- **Task data**:

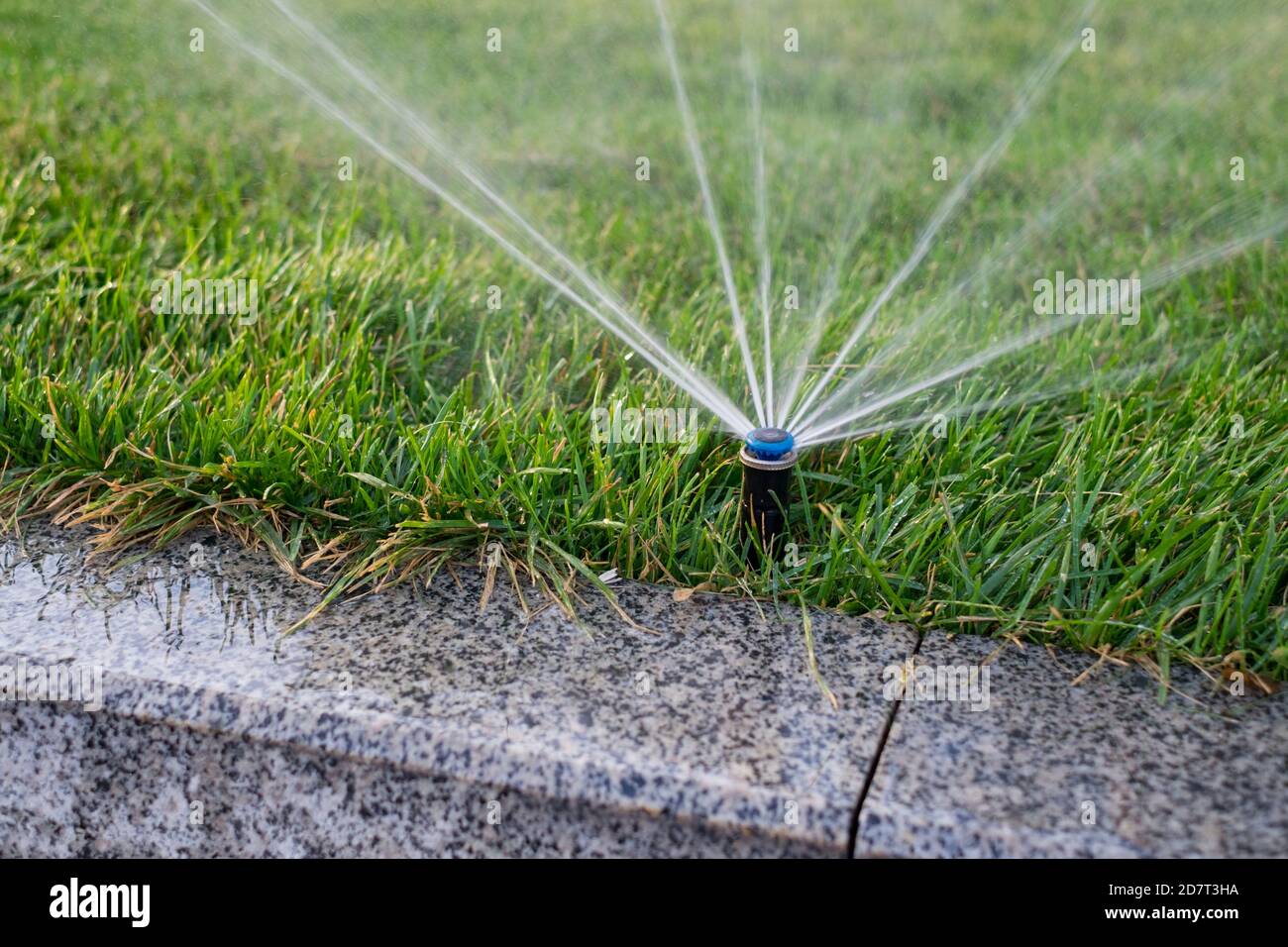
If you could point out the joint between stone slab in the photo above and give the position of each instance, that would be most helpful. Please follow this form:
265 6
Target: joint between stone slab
877 755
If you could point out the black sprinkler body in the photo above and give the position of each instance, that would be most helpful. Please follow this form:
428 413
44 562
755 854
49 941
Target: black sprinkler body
767 478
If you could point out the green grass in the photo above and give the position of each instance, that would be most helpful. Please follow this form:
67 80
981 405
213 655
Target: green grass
365 442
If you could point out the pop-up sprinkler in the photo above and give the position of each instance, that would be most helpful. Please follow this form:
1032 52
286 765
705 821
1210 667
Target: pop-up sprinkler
767 474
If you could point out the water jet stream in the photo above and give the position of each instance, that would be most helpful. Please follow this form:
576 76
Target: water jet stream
699 166
1198 261
655 352
1033 89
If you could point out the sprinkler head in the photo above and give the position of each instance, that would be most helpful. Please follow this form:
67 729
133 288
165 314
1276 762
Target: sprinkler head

- **Required work**: Within the listing above, copy each line that has the string "photo".

- **Written reply**:
If you could point out the joint between stone slab in the photo above and give the position of each instance, that would be most helpful. Please follow this form:
If you could point out the black sprinkler body in the photo above and give the position of each instance, that would be most helpful. Please follow this form:
If you could point out the green grass in the photo above and give the position of each instance, that would be most helpful. Please follow this form:
If you could point out the pop-up sprinkler in the photo above and give the position of each instance, that would be most helpful. Please follow this form:
If you could point out the water jet stream in the photo above and give the position of each instance, that would be most helpful. Please follow this form:
If you could point out the sprinkler head in the photo above and give the position of each instance, that would be most helpful. Please follow this form:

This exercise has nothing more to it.